--- Records supplied ---
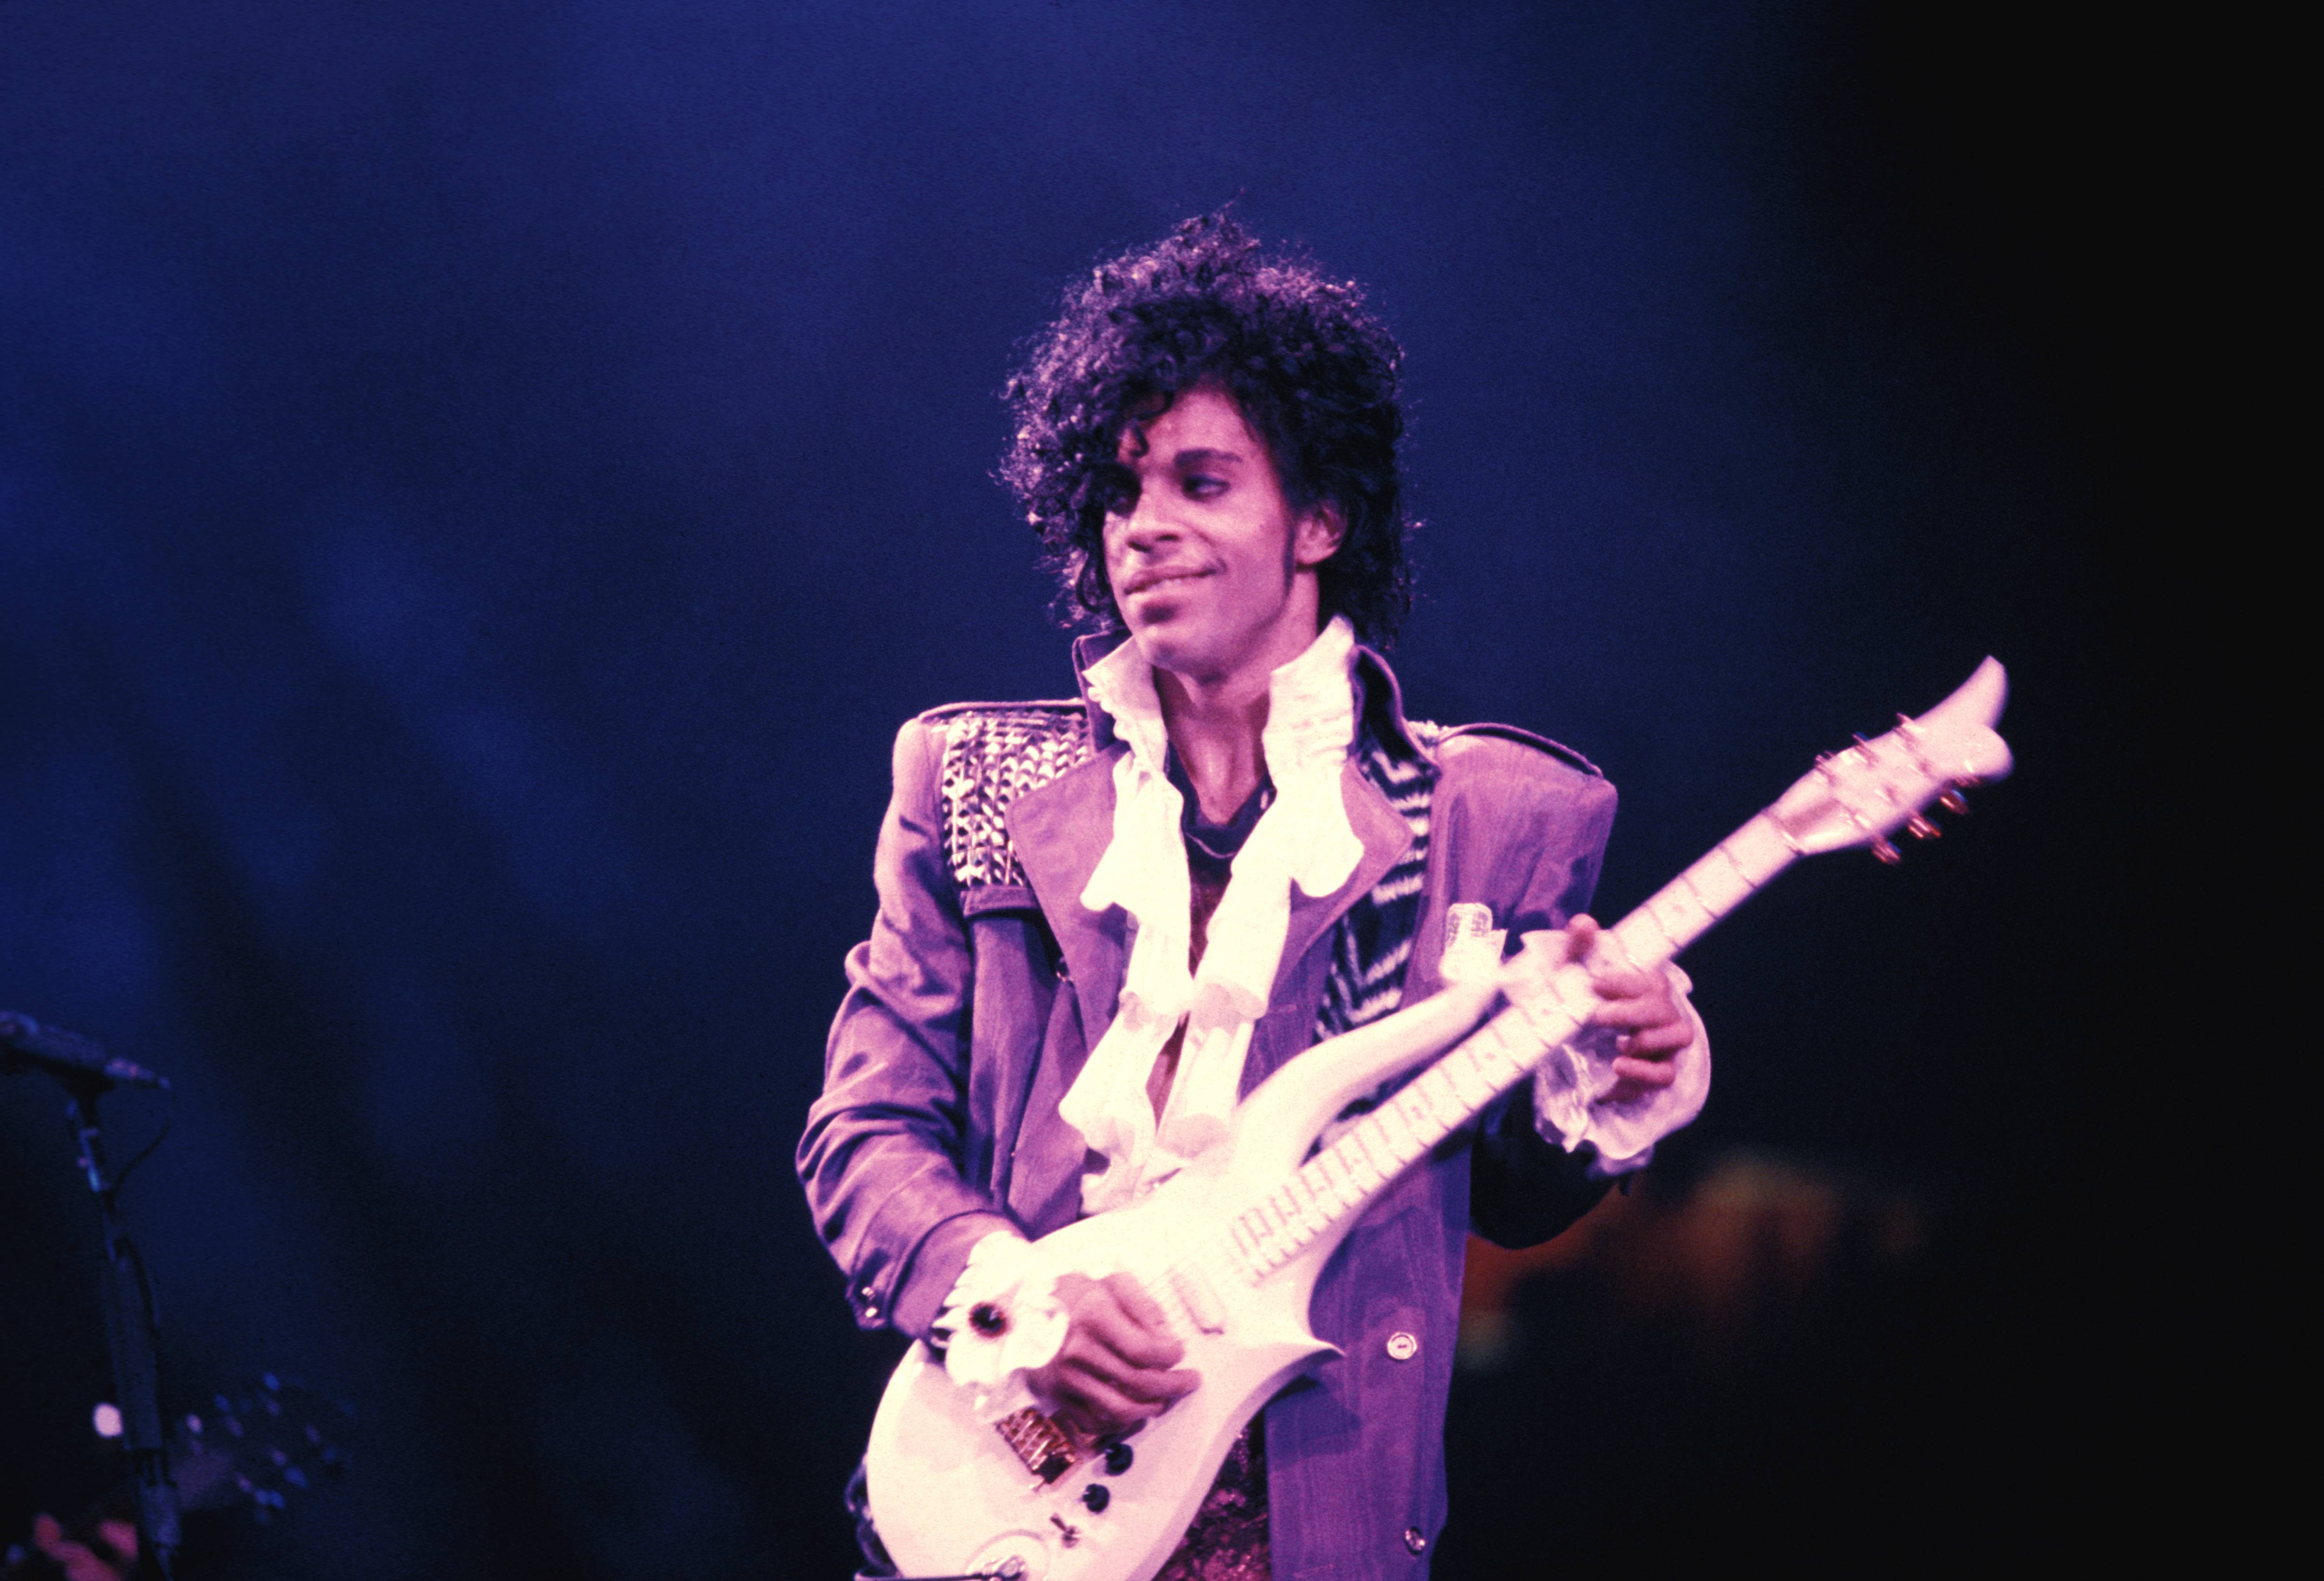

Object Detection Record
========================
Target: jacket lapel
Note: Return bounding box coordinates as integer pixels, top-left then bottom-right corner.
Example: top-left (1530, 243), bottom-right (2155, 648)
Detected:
top-left (1280, 759), bottom-right (1414, 991)
top-left (1006, 746), bottom-right (1129, 1054)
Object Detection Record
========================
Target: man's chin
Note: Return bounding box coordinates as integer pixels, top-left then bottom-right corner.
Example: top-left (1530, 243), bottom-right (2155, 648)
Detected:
top-left (1125, 621), bottom-right (1213, 678)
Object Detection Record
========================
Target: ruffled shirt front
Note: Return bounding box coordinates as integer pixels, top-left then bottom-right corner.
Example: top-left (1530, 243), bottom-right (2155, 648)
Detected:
top-left (1062, 616), bottom-right (1366, 1214)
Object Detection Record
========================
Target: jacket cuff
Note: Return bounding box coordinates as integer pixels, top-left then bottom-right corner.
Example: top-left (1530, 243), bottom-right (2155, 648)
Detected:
top-left (887, 1209), bottom-right (1022, 1341)
top-left (1530, 964), bottom-right (1710, 1172)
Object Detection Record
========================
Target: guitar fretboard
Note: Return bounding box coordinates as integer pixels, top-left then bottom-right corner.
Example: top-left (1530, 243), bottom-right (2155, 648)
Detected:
top-left (1227, 810), bottom-right (1800, 1280)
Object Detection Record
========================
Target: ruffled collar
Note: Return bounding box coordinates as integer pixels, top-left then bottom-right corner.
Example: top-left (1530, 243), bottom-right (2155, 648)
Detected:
top-left (1061, 616), bottom-right (1363, 1212)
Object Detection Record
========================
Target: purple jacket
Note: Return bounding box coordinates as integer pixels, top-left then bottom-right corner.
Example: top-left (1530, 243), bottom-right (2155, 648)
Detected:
top-left (799, 642), bottom-right (1617, 1580)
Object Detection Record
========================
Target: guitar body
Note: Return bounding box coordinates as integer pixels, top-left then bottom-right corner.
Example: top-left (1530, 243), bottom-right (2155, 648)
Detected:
top-left (865, 979), bottom-right (1503, 1581)
top-left (868, 1233), bottom-right (1325, 1581)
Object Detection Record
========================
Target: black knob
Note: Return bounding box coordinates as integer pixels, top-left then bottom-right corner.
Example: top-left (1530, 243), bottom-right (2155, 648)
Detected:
top-left (1103, 1442), bottom-right (1134, 1475)
top-left (1081, 1483), bottom-right (1110, 1513)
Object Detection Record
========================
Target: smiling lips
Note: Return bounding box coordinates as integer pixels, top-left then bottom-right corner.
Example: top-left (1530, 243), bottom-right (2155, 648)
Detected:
top-left (1122, 567), bottom-right (1213, 597)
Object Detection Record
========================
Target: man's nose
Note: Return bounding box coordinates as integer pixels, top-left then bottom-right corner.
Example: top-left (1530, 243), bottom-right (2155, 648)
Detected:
top-left (1115, 486), bottom-right (1179, 551)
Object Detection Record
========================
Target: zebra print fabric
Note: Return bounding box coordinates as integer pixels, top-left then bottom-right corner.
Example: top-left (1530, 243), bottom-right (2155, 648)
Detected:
top-left (1314, 718), bottom-right (1442, 1040)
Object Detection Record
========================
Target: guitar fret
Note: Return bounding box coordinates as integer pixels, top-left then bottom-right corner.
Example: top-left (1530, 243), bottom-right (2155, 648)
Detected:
top-left (1472, 1023), bottom-right (1523, 1082)
top-left (1420, 1065), bottom-right (1462, 1119)
top-left (1442, 1052), bottom-right (1494, 1109)
top-left (1308, 1153), bottom-right (1340, 1202)
top-left (1364, 1115), bottom-right (1409, 1170)
top-left (1394, 1086), bottom-right (1433, 1138)
top-left (1376, 1102), bottom-right (1421, 1160)
top-left (1613, 909), bottom-right (1673, 971)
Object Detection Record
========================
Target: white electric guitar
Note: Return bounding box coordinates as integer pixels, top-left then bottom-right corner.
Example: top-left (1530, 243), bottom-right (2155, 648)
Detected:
top-left (866, 658), bottom-right (2014, 1581)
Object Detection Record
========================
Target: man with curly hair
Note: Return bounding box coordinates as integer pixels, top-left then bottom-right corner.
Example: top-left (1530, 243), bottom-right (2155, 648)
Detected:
top-left (800, 214), bottom-right (1710, 1580)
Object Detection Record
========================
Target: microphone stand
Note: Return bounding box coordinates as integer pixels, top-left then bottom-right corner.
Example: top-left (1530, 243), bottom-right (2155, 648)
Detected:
top-left (4, 1023), bottom-right (181, 1581)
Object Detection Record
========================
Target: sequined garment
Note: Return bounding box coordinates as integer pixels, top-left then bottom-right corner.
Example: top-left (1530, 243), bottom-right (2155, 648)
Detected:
top-left (934, 702), bottom-right (1093, 890)
top-left (1154, 1416), bottom-right (1271, 1581)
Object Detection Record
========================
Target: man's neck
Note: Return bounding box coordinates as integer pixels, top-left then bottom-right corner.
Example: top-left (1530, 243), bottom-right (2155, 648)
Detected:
top-left (1155, 665), bottom-right (1272, 824)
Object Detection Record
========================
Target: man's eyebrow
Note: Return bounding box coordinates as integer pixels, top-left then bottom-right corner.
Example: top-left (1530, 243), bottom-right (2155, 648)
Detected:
top-left (1168, 446), bottom-right (1245, 469)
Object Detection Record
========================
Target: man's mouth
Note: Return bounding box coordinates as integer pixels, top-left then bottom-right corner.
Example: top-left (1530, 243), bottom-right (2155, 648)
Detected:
top-left (1123, 568), bottom-right (1212, 597)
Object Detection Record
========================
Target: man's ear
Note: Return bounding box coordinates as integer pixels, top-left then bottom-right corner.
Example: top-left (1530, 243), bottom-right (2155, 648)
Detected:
top-left (1294, 504), bottom-right (1346, 569)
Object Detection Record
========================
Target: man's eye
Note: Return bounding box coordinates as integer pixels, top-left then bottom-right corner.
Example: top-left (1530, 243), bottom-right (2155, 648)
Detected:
top-left (1183, 475), bottom-right (1226, 499)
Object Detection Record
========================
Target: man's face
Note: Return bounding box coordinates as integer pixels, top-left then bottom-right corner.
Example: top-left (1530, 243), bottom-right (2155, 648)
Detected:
top-left (1103, 385), bottom-right (1342, 689)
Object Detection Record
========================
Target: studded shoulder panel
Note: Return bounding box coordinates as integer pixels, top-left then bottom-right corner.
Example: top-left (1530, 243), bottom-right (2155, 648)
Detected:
top-left (929, 701), bottom-right (1095, 890)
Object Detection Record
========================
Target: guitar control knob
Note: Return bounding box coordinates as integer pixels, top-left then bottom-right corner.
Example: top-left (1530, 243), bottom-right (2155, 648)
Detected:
top-left (1870, 836), bottom-right (1902, 865)
top-left (1103, 1442), bottom-right (1134, 1475)
top-left (1905, 814), bottom-right (1939, 841)
top-left (1082, 1483), bottom-right (1111, 1512)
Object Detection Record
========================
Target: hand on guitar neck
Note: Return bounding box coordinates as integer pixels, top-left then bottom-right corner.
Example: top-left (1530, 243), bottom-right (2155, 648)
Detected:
top-left (1022, 918), bottom-right (1694, 1441)
top-left (1552, 916), bottom-right (1694, 1092)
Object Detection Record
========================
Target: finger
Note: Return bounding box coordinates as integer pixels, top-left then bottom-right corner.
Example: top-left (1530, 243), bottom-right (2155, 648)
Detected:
top-left (1621, 1017), bottom-right (1695, 1056)
top-left (1560, 916), bottom-right (1600, 964)
top-left (1063, 1349), bottom-right (1200, 1405)
top-left (1610, 1054), bottom-right (1679, 1087)
top-left (94, 1520), bottom-right (140, 1560)
top-left (1588, 991), bottom-right (1676, 1030)
top-left (1052, 1366), bottom-right (1169, 1435)
top-left (1583, 964), bottom-right (1656, 1000)
top-left (1100, 1272), bottom-right (1175, 1336)
top-left (1079, 1286), bottom-right (1185, 1371)
top-left (1058, 1304), bottom-right (1183, 1382)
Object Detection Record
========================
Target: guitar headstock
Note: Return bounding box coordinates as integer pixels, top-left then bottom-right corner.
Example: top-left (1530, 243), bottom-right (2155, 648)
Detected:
top-left (1769, 657), bottom-right (2013, 861)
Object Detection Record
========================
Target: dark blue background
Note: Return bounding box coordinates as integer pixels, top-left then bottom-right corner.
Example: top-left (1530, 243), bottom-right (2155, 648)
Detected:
top-left (5, 2), bottom-right (2132, 1574)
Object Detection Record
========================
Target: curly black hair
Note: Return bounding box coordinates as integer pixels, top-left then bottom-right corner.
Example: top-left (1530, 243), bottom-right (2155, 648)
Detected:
top-left (1001, 212), bottom-right (1414, 647)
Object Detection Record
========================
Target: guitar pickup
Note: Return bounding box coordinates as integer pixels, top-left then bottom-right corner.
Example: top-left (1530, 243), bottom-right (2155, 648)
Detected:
top-left (1167, 1264), bottom-right (1228, 1334)
top-left (994, 1407), bottom-right (1079, 1484)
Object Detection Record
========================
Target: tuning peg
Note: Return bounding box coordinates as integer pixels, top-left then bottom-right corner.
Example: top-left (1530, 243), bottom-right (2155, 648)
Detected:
top-left (1870, 836), bottom-right (1902, 864)
top-left (1937, 787), bottom-right (1969, 815)
top-left (1905, 813), bottom-right (1940, 840)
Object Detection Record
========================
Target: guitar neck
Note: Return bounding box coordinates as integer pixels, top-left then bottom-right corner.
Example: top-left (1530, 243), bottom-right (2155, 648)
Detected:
top-left (1229, 810), bottom-right (1799, 1278)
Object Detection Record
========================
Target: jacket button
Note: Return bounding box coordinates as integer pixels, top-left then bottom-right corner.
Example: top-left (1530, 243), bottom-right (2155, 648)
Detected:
top-left (1403, 1526), bottom-right (1428, 1555)
top-left (1385, 1330), bottom-right (1419, 1361)
top-left (862, 1304), bottom-right (880, 1323)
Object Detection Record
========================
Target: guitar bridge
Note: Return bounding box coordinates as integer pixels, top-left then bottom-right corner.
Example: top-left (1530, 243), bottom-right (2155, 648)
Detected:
top-left (994, 1407), bottom-right (1079, 1483)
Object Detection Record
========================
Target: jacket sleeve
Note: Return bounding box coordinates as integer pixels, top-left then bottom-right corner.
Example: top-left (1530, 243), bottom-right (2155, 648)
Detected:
top-left (1468, 767), bottom-right (1621, 1248)
top-left (796, 718), bottom-right (1018, 1338)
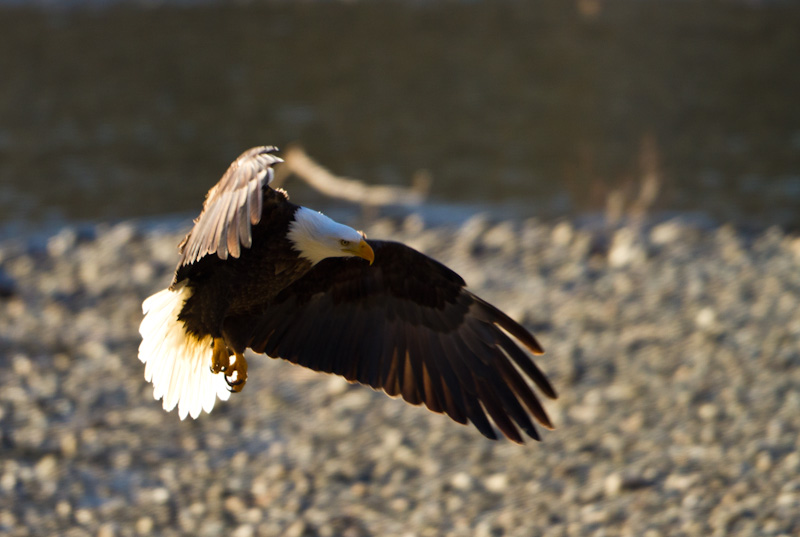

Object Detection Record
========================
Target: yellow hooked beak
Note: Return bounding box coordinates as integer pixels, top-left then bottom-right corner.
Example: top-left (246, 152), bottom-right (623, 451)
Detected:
top-left (348, 239), bottom-right (374, 265)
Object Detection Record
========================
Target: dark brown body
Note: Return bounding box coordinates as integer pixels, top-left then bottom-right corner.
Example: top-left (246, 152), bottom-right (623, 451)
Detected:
top-left (175, 188), bottom-right (312, 350)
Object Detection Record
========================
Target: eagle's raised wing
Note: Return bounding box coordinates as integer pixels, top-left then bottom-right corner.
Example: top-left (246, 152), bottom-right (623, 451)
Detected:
top-left (229, 240), bottom-right (556, 443)
top-left (178, 146), bottom-right (283, 266)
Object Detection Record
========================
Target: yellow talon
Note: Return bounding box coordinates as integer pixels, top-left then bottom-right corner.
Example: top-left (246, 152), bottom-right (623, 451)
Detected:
top-left (225, 351), bottom-right (248, 393)
top-left (210, 338), bottom-right (248, 392)
top-left (211, 337), bottom-right (229, 374)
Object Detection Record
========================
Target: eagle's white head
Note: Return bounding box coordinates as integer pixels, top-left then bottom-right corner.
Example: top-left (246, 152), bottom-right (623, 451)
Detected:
top-left (288, 206), bottom-right (375, 266)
---
* [Task details]
Wherever the string "curly" occurs in the records above, copy that line.

* [Answer to this task]
Target: man with curly hair
Target: curly black hair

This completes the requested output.